▸ **Exercises**
1 > Answer these questions using the text about Rosalie Dessaulles-Laframboise:
(a) Which of Rosalie's brothers later became the leader of the Patriotes?
(b) What nickname was Rosalie given?
(c) On what date did Rosalie's husband die?
2 > From the text about Rosalie Dessaulles-Laframboise, extract the stretch from "Rosalie Dessaulles-Laframboise ❖" through "very young ages.".
3 > Write what comes next in the text about Rosalie Dessaulles-Laframboise, picking up after its final sentence.

▸ **Text section**
+ + +
Rosalie Dessaulles-Laframboise ❖
Daughter of Rosalie Cherrier and well-known politician Joseph Papineau, Rosalie was the only surviving daughter of this family of ten children. Her older brother was Louis-Joseph Papineau, who would later become the leader of the Patriotes. She was very close to him all her life.
Her father acquired the Seigneurie de La Petite-Nation in the Outaouais region. He brought the family there to live. It was a big change of scenery for Rosalie, who was used to the big city and the services and resources that were located there. Always positive, she took up vegetable gardening and writing. She was single well into her twenties, but eventually married Jean Dessaulles. They had three children, which, sadly, they lost at very young ages.
Dessaulles was also a politician. He was elected deputy of Richelieu the year he married Rosalie, so Rosalie was often left running their estate alone.
Rosalie helped develop the Dessaulles’ seigneury, which later became the city of Saint-Hyacinthe. Her great charity towards the sick and the poor was recognized. When necessary, she transformed her home into a place where medicines were prepared and given out to people. She even gave away her own clothes to help the needy. She was nicknamed “the Providence of the poor”. She founded the Comité des Dames de la Charité (Ladies of Charity) and was its first president.
On 20 June 1835, Rosalie lost her husband to illness. Their children were still young. Rosalie had to take charge of the seigneury until her eldest son reached the age of majority, which was twenty-five at the time.
+ + +
▸ **Entries shown**
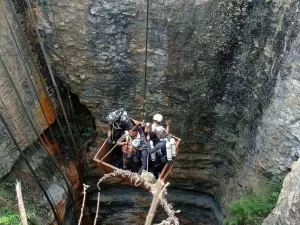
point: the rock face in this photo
(226, 72)
(287, 208)
(16, 61)
(213, 67)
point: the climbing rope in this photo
(146, 59)
(145, 78)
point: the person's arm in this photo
(142, 134)
(168, 122)
(136, 122)
(155, 149)
(109, 133)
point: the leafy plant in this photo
(253, 207)
(8, 216)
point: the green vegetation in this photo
(252, 208)
(8, 216)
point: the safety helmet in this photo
(160, 130)
(158, 117)
(124, 115)
(136, 143)
(119, 114)
(112, 117)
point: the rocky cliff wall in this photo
(213, 67)
(220, 69)
(18, 67)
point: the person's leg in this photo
(143, 153)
+ + +
▸ **Task results**
1 >
(a) Louis-Joseph Papineau
(b) "the Providence of the poor"
(c) 20 June 1835

2 >
Rosalie Dessaulles-Laframboise ❖
Daughter of Rosalie Cherrier and well-known politician Joseph Papineau, Rosalie was the only surviving daughter of this family of ten children. Her older brother was Louis-Joseph Papineau, who would later become the leader of the Patriotes. She was very close to him all her life.
Her father acquired the Seigneurie de La Petite-Nation in the Outaouais region. He brought the family there to live. It was a big change of scenery for Rosalie, who was used to the big city and the services and resources that were located there. Always positive, she took up vegetable gardening and writing. She was single well into her twenties, but eventually married Jean Dessaulles. They had three children, which, sadly, they lost at very young ages.

3 >
She approved and supported her older brother, Louis-Joseph Papineau, in his efforts to obtain better conditions for French Canadians. However, she was very concerned for him and his family when things started to go wrong in 1836 ( at the start of the Lower Canada Rebellion). During the Rebellion, she did her best to support the rebels, either by providing them with food or by lodging them at the manor, even though she knew that the English authorities were suspicious.
Source: Translation from French texts at Wikipedia entry Rosalie Papineau-Dessaulles — Wikipédia with minor adaptations.
“On February 18, 1846, Rosalie Dessaulles married Maurice Laframboise (1821-1882), a lawyer in Saint-Hyacinthe. Mr. Laframboise was mayor of Saint-Hyacinthe from 1857 to 1860 and was also involved in politics like the Dessaulles, Papineau and Debartzch. Called to the bar in 1843, he was elected member of the House of Assembly of Lower Canada for Bagot County from 1858 to 1867, Minister of Public Works (1863-1864) under the McDonald-Dorion government, and then member of the provincial House for Shefford County from 1871 to 1878. He was appointed judge of the Superior Court for the district of Bonaventure-Gaspé in 1879. The couple had thirteen children, one of whom, Jules Laframboise, distinguished himself in Saint-Hyacinthe when he was director of the Casavant Frères organ factory. The Laframboise family lived in their magnificent manor house on Girouard Street in Saint-Hyacinthe, which was succeeded by the Patronage Saint-Vincent-de-Paul and the Patro buildings. The family left Saint-Hyacinthe in 1864 to settle in Montreal.”